Kompas.com:
Ketika Iwan malam itu mendedah tembang lawasnya, "Mimpi Yang Terbeli", malam itu, ribuan penonton sepertinya setuju bahwa membeli mimpi telah menjerat hari-hari mereka. Dan koor massal pun menggema.
"Sampai kapan mimpi-mimpi itu kita beli//Sampai nanti sampai habis terjual harga diri//Sampai kapan harga-harga itu melambung tinggi//Sampai nanti sampai kita tak bisa bermimpi..."
Bagi Iwan Fals, bermusik bukan hanya sekadar eksistensi, melainkan juga tuturan akan nilai. "Ini rekaman hidup, berikan rasa secara tulus," ujarnya. Dalam rinai gerimis, rasa itulah yang dibagikan Iwan kepada belasan ribu penggemarnya di Lapangan Yon Armed, Purwakarta, Kamis (9/5/2013) malam.
Petang itu suasana sekitar Batalyon Armed, Purwakarta, tak seperti biasa. Tangsi militer di pinggiran kota yang biasanya senyap itu hiruk pikuk oleh ribuan orang yang berbondong-bondong menuju tanah lapang di jantung tangsi. Bukan tentara yang sedang berbaris, melainkan rombongan orang yang sebagian besar membawa atribut-atribut bertuliskan OI—banyak yang mengartikan sebagai Orang Indonesia. OI terpampang di kaus, poster, bendera, ataupun spanduk.
"Saya dan kawan-kawan OI datang jauh-jauh dari Brebes ke Purwakarta ini untuk menonton pahlawan kami, Bang Iwan," kata Andi Sukmono (28) yang ditimpali rekan-rekannya dengan teriakan "Hidup OI", "Hidup Iwan Fals".
Ya, pada malam Jumat, "pahlawan" itu tampil menghibur penggemarnya di tempat tersebut. Ini merupakan konser ketiga Iwan dari rangkaian konsernya yang bertajuk Top Concert Iwan Fals di 15 kota tahun 2013.

▶ _Petikan Daftar_

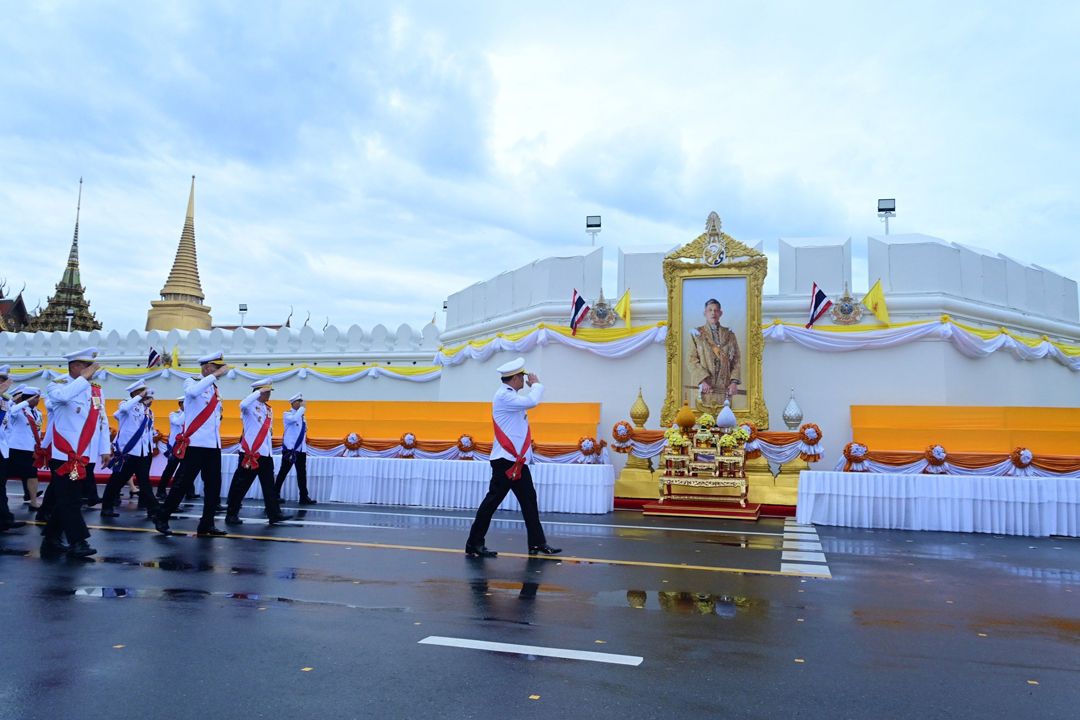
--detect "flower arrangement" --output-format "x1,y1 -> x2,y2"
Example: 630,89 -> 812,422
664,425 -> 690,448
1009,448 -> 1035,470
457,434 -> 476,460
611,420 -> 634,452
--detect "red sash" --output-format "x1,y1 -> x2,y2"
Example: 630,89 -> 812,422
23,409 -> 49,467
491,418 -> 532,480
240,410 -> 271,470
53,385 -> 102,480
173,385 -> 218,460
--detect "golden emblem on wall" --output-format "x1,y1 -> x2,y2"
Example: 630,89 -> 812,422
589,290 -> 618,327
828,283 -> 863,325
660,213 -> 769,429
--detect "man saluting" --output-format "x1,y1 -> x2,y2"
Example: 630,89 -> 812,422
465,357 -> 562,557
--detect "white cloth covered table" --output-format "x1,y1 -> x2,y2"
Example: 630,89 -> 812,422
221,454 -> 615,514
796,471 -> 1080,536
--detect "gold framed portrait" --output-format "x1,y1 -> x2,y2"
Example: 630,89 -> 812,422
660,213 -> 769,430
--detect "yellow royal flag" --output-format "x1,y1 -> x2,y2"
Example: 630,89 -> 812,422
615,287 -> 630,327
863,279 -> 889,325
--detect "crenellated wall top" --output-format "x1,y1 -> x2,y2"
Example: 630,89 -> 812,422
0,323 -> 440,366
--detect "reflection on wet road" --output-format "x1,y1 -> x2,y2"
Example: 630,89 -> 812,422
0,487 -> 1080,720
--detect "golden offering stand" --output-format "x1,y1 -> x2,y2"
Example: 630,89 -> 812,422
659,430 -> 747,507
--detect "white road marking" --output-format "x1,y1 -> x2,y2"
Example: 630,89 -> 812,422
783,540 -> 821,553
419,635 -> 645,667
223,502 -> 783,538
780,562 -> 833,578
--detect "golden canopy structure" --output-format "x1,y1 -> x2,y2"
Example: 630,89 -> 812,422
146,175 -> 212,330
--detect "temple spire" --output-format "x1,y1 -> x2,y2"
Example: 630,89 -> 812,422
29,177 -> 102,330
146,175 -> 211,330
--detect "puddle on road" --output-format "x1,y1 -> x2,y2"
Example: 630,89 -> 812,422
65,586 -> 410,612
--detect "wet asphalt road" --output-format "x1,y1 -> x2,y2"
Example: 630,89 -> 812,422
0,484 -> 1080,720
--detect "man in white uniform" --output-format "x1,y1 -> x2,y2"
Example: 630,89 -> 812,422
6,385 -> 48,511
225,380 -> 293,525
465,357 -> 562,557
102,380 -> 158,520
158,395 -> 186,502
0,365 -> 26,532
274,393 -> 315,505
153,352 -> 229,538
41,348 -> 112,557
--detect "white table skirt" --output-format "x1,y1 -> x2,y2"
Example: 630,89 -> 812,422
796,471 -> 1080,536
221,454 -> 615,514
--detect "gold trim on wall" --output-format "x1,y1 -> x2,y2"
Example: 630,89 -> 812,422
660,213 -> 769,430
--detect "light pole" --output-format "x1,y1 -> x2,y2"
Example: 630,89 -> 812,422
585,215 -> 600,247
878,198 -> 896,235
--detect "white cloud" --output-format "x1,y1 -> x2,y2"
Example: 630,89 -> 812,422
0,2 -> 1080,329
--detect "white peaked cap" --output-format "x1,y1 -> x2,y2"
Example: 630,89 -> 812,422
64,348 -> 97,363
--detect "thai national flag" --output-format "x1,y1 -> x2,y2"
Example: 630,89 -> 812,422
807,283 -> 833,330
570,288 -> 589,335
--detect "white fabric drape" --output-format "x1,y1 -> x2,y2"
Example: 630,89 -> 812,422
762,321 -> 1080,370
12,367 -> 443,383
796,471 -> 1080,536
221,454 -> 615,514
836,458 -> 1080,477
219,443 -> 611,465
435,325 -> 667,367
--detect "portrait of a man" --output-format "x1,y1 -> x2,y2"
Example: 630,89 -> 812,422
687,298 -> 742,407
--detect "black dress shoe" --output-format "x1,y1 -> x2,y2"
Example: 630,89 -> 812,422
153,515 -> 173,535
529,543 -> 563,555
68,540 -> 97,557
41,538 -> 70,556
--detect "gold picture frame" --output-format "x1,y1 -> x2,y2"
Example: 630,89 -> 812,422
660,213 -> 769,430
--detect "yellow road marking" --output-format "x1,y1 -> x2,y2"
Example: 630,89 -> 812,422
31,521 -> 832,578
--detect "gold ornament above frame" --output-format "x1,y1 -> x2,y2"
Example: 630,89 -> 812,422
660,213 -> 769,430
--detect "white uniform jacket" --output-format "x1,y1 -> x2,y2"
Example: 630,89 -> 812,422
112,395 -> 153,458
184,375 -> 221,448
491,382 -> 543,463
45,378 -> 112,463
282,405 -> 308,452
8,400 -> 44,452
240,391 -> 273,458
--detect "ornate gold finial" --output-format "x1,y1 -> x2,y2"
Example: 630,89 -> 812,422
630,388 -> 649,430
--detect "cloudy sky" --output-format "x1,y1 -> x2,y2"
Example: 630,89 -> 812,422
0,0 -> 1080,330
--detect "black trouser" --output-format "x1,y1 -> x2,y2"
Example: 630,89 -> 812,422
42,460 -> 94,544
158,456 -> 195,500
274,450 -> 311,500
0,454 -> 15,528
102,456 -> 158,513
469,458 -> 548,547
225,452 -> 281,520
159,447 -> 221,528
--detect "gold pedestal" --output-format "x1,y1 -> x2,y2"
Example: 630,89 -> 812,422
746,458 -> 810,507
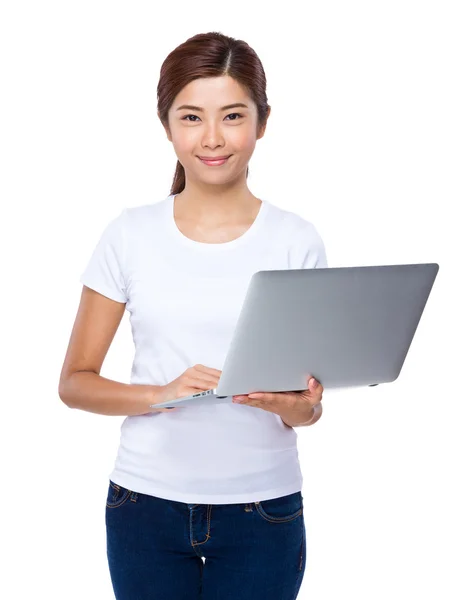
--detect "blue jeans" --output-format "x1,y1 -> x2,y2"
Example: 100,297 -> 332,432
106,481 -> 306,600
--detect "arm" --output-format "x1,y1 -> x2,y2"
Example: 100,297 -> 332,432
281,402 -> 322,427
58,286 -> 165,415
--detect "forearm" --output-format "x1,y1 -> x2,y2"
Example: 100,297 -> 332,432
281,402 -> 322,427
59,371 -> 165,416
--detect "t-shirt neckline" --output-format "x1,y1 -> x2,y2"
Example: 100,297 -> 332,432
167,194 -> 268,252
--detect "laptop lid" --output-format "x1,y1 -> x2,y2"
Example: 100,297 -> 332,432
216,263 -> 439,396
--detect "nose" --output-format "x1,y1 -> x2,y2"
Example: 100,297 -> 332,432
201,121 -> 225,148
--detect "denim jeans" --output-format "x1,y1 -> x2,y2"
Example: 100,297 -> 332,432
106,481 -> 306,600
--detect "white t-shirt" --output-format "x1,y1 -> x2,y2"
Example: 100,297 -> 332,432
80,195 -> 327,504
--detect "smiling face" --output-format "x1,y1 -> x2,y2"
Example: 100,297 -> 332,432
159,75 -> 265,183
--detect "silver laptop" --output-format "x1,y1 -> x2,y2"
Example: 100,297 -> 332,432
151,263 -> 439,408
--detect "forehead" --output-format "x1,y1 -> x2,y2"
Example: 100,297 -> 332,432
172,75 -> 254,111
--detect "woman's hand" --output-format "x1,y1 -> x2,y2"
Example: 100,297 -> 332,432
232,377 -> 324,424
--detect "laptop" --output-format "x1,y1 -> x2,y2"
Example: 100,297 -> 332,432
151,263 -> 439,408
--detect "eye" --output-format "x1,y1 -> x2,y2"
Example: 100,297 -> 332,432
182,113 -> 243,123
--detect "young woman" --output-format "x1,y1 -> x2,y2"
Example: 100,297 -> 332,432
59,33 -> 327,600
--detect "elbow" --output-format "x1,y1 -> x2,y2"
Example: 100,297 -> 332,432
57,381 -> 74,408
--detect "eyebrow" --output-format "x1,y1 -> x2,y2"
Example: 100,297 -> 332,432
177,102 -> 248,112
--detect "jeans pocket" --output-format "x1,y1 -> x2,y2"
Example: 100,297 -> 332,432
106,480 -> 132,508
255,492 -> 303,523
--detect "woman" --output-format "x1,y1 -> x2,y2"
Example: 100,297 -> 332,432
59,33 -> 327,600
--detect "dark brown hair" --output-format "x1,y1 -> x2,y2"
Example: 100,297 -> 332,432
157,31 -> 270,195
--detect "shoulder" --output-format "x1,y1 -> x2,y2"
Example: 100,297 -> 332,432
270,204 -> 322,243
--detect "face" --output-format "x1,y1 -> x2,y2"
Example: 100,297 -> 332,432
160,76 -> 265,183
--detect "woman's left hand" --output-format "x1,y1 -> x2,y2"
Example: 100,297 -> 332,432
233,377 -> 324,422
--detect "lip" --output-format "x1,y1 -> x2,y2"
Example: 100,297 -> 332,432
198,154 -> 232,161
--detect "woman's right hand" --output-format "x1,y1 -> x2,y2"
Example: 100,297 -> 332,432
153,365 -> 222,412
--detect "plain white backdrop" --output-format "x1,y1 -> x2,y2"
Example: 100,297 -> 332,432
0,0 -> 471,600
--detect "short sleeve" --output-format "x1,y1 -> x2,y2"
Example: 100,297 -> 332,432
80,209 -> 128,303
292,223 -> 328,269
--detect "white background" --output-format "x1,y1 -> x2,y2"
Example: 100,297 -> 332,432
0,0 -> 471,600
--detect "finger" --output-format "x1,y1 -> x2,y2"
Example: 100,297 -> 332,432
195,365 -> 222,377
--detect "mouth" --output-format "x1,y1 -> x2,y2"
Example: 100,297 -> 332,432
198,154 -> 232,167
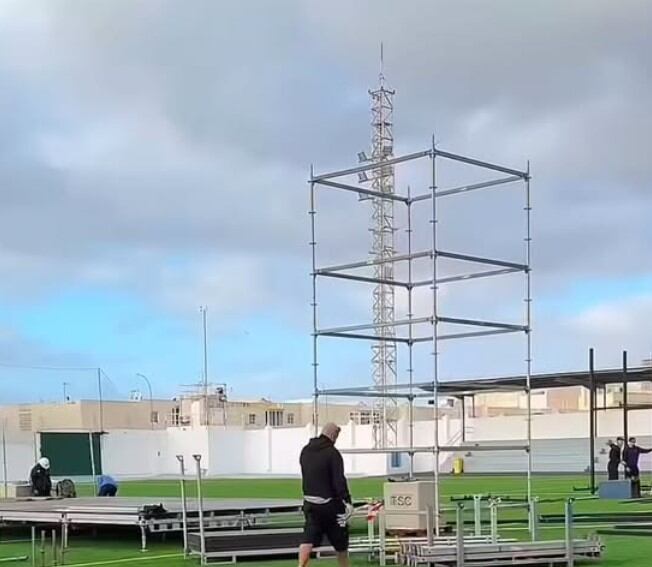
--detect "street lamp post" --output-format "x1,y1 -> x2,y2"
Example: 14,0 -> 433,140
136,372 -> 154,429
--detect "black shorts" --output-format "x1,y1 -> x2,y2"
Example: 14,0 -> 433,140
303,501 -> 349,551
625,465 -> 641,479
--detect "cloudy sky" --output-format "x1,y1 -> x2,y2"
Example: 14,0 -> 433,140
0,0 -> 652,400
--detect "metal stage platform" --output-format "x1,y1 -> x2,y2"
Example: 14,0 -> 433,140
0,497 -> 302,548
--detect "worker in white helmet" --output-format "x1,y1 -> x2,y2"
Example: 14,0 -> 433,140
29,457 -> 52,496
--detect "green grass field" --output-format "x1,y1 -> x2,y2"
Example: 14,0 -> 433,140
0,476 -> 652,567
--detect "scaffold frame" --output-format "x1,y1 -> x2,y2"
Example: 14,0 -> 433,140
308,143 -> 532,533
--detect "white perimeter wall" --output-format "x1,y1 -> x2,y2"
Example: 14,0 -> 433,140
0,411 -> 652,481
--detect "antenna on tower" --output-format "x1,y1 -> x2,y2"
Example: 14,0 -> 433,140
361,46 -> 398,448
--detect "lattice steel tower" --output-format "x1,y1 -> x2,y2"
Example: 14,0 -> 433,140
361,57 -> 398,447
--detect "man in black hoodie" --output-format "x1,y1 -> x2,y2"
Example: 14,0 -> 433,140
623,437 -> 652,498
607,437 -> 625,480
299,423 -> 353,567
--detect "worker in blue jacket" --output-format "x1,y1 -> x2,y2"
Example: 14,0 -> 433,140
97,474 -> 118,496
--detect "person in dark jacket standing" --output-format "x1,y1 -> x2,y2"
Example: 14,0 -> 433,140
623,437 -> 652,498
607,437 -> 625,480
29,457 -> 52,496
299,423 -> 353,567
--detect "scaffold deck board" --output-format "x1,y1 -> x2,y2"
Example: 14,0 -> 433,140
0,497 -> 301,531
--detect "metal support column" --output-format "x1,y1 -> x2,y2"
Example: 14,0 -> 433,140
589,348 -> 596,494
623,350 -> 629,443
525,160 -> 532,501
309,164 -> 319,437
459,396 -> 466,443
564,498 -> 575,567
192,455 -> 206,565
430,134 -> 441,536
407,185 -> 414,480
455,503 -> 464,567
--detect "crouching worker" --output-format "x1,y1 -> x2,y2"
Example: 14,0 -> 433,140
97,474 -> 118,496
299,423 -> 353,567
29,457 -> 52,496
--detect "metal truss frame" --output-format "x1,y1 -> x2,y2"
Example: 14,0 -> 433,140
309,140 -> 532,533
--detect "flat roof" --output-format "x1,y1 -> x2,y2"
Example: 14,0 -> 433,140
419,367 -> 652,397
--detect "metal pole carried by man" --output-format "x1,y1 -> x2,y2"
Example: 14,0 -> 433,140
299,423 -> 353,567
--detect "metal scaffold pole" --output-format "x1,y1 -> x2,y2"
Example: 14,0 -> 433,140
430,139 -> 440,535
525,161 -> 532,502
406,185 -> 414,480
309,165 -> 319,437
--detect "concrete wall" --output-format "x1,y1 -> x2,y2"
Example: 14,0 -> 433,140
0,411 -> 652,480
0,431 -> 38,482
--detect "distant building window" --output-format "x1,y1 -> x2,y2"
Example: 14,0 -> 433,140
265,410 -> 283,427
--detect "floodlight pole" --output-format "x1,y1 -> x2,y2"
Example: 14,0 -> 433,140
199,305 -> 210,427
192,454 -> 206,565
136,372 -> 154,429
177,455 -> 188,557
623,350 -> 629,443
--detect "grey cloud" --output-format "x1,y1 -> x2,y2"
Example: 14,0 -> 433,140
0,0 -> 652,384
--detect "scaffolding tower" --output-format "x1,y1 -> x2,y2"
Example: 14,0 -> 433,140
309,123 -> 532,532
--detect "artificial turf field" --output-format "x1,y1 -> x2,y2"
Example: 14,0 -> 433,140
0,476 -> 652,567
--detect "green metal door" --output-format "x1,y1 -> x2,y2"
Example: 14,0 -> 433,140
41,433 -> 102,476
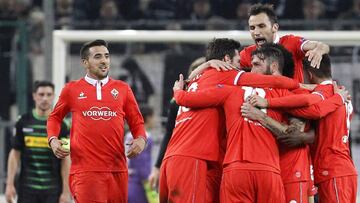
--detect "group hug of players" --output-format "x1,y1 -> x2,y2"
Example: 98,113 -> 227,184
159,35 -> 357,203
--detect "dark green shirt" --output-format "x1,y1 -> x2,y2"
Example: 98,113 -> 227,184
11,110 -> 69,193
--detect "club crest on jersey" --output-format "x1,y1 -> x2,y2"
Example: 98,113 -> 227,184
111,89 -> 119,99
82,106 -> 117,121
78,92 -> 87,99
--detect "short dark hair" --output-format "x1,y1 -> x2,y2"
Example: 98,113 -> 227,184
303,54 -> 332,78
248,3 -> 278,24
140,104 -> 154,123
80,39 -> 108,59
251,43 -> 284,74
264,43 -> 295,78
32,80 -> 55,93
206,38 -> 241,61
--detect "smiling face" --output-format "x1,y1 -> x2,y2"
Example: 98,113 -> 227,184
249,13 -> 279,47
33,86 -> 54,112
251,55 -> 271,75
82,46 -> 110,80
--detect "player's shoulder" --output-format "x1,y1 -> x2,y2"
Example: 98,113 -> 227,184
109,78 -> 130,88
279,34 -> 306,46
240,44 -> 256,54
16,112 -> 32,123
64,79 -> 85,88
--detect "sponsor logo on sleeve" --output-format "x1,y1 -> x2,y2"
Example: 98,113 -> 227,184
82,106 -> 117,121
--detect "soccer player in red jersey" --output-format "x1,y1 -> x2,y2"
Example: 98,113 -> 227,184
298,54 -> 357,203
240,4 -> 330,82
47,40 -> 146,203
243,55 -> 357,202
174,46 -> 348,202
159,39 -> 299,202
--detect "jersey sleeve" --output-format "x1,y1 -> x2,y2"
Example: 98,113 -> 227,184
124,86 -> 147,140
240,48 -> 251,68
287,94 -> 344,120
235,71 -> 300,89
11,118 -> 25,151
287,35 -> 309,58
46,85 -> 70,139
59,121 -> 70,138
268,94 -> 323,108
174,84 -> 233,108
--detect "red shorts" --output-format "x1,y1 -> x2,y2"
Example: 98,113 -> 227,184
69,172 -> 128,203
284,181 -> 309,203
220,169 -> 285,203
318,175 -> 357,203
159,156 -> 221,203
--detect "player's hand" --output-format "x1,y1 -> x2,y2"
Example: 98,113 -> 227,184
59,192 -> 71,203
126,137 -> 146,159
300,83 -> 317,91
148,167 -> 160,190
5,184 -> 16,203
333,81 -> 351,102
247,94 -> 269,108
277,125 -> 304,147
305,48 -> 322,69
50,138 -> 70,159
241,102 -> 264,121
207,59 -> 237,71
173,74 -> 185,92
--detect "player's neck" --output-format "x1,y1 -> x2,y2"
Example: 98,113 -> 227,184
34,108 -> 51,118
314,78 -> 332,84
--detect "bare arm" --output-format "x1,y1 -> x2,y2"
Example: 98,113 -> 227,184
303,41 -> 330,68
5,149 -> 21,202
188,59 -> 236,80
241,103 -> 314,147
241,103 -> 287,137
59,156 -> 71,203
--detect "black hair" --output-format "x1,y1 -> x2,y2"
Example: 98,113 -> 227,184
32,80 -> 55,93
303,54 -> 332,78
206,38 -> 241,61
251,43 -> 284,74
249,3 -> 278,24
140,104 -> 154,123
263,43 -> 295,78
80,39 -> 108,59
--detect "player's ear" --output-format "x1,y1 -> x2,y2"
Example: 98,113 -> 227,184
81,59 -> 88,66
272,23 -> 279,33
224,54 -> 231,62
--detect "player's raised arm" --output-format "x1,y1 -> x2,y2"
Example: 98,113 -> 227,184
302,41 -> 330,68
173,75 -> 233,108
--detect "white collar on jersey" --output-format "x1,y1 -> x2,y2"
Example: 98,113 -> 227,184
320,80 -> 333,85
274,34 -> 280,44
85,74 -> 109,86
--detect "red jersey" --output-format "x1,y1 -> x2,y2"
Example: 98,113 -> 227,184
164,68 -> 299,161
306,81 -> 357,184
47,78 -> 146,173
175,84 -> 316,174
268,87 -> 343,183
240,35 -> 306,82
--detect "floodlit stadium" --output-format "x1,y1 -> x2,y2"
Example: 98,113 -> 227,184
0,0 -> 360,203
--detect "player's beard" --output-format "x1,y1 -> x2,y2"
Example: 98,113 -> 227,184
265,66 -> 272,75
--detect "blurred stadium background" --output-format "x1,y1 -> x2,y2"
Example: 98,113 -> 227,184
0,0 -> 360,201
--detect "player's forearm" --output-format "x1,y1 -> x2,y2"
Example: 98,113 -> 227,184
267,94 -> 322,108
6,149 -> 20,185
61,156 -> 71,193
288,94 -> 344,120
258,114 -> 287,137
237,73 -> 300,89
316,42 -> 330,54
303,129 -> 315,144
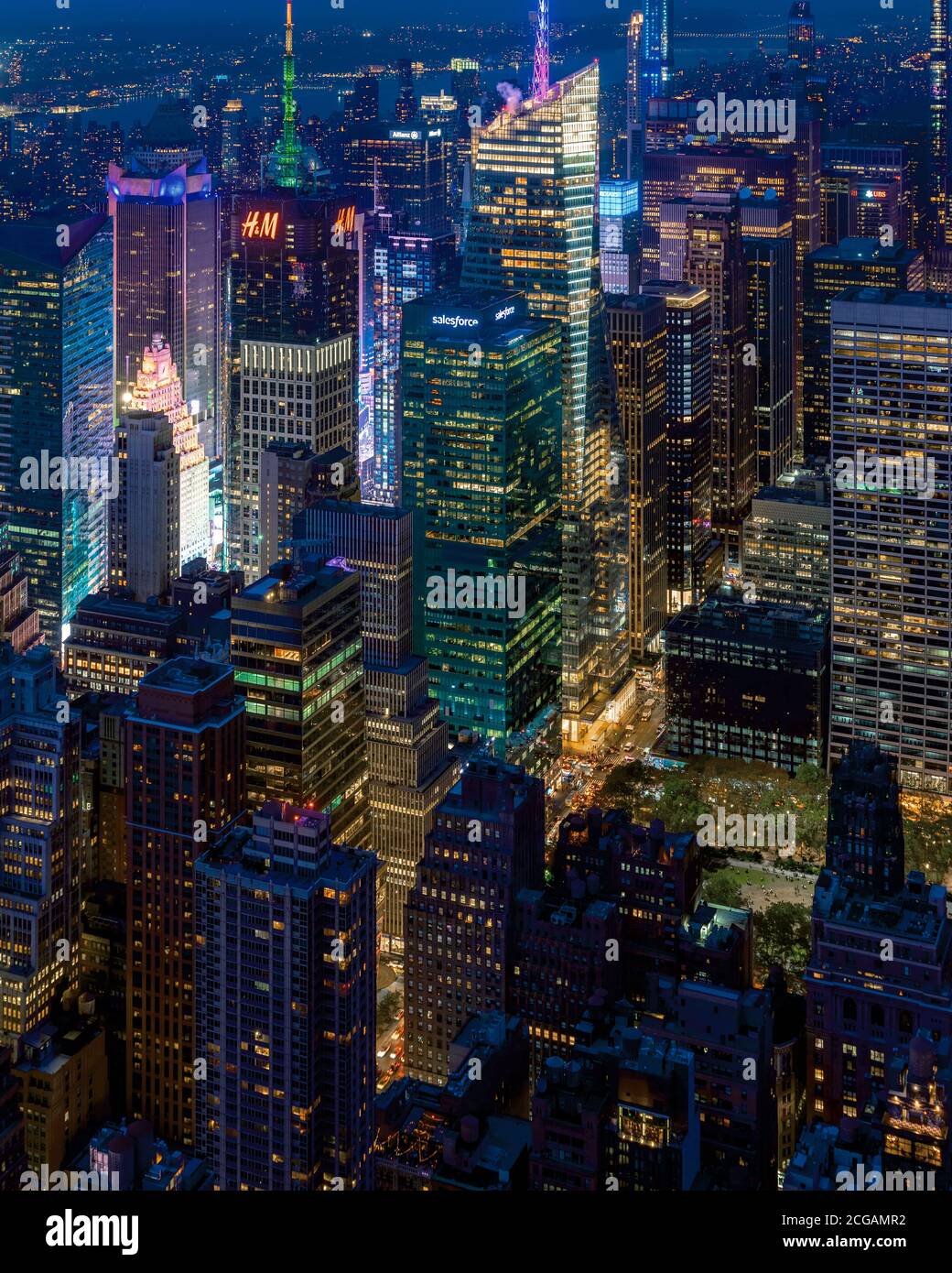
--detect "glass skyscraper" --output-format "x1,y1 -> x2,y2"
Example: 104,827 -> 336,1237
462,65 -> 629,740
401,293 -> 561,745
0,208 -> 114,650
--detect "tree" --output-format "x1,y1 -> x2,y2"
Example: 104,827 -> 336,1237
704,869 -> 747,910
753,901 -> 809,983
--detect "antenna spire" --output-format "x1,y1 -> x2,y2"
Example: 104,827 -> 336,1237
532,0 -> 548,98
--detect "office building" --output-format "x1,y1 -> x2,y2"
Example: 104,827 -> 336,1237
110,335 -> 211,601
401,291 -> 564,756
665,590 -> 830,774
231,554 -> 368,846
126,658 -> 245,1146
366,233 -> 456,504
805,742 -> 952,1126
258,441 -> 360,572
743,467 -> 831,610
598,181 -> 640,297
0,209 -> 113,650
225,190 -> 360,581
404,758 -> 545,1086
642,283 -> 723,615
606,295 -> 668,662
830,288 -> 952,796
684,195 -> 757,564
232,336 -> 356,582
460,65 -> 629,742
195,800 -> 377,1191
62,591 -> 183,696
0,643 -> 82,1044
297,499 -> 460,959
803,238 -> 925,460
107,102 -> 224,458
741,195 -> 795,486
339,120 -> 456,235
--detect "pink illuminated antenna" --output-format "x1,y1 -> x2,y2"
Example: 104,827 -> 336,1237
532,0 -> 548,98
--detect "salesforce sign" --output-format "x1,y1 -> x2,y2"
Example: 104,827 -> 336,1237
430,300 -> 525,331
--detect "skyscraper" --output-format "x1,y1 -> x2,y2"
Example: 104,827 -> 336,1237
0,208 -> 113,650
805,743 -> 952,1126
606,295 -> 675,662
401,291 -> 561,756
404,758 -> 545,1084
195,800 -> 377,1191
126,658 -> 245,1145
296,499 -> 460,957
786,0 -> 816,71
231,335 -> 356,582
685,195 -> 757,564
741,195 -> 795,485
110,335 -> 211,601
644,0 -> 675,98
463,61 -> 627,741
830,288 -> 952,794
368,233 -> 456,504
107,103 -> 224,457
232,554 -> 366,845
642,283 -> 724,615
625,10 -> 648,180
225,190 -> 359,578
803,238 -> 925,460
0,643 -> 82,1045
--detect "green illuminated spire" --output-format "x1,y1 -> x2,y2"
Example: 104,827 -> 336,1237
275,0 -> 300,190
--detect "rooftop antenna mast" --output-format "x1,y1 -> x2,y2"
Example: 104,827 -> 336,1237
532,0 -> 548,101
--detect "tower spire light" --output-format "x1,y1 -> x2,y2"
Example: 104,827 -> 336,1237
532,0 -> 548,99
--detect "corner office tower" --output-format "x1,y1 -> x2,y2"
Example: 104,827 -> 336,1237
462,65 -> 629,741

▶ _Tugas_
Jelaskan berdasarkan artikel tentang konser Iwan Fals mengapa Andi Sukmono dan kawan-kawan OI datang jauh-jauh dari Brebes ke Purwakarta.

▶ _Penyelesaian Soal_
Mereka datang untuk menonton Iwan Fals, yang oleh Andi Sukmono disebut "pahlawan kami". Iwan Fals tampil dalam konser di Lapangan Yon Armed, Purwakarta.